▶ [Task to carry out] Quote the passage on the Dandenong Stingrays word for word, starting at "They have talented" and ending at "this finals series.".

───── Selected passage

1st Dandenong Stingrays
Dandenong Stingrays are arguably the most consistent team across the board, without a distinct strength, but very few weaknesses.
They have talented players in the defence, through the middle and up forward, and work well as a cohesive unit, particularly at Shepley Oval.
Their top prospect for this year’s draft is Josh Battle, a key forward who is the smartest tall in the draft, and an accurate set shot for goal.
Roving around his feet is Sam Fowler, a dangerous goal sneak who has gained more midfield minutes lately and is adding an extra string to his bow.
Chuck in bottom-ager Tom De Koning and they have more than enough targets up forward that can kick a big score.
In the midfield, Myles Poholke is the man to watch, with plenty of eyes set to be on him this finals series.
An inside midfielder who can impact the scoreboard, Poholke is in great form and primed for a big finals series.
Joining him in the middle are over-agers Thomas Glen and Tom Jok, both of whom can win the footy, with Glen a consistent ball winner, while Jok has the evasion to do the unthinkable.
Looking down back, Bailey Morrish and Reece Piper are the players chosen to move the ball in transition and are among a list of names on recruiter’s lists given their impressive seasons.
Dandenong Stingrays fans can also enjoy some of the country’s most talented bottom-agers with Hunter Clark, Aaron Darling, Luke Davies-Uniacke and Oscar Clavarino named in the Level Two AFL Academy squad with De Koning.
In terms of premiership credentials, in the discussion of “contender or pretender”, I rate Dandenong third overall behind the Bushrangers and Dragons when teams are at full strength and therefore are truly a “contender”.
The aspect I like most about Dandenong is they do not rely on their top-age talent, nor do they have a star they need to rely on.

──────────
───── Provided information

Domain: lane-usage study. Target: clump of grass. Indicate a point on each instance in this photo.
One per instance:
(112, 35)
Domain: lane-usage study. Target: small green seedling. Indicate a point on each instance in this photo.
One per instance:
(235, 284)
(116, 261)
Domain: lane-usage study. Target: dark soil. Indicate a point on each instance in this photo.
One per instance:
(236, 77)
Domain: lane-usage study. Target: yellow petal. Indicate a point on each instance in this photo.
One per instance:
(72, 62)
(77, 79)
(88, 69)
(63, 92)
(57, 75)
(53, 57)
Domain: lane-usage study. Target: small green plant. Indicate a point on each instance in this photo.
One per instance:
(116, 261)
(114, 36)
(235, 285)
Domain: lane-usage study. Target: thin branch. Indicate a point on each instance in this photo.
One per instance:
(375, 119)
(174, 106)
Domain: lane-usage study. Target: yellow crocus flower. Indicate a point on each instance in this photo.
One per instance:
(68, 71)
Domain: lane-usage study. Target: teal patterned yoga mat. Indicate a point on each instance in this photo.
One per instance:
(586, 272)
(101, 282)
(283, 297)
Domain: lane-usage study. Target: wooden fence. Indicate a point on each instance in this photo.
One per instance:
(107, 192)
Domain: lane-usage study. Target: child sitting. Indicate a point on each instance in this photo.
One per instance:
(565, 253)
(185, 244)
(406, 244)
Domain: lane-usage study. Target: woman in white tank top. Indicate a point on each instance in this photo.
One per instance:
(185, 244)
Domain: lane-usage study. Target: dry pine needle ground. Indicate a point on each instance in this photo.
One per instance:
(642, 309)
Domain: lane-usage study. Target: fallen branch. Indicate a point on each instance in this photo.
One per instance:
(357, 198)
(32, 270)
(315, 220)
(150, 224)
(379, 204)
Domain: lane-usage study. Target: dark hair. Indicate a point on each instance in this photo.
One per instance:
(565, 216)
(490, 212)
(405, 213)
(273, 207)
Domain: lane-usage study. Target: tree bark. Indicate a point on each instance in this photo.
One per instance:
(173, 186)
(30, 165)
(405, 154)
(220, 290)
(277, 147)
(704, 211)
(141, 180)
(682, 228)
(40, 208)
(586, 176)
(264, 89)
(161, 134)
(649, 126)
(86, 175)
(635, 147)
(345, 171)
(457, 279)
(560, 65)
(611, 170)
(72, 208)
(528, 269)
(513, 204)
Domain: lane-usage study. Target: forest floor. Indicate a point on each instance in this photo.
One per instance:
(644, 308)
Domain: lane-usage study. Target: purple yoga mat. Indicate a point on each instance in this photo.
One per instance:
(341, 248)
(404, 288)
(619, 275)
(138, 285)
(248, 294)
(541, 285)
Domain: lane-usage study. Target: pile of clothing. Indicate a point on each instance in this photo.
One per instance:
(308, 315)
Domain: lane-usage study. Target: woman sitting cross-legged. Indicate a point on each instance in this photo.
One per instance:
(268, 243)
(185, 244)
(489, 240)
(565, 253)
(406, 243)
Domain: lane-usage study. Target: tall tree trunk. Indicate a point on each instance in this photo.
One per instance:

──────────

▶ [Result of the task]
They have talented players in the defence, through the middle and up forward, and work well as a cohesive unit, particularly at Shepley Oval.
Their top prospect for this year’s draft is Josh Battle, a key forward who is the smartest tall in the draft, and an accurate set shot for goal.
Roving around his feet is Sam Fowler, a dangerous goal sneak who has gained more midfield minutes lately and is adding an extra string to his bow.
Chuck in bottom-ager Tom De Koning and they have more than enough targets up forward that can kick a big score.
In the midfield, Myles Poholke is the man to watch, with plenty of eyes set to be on him this finals series.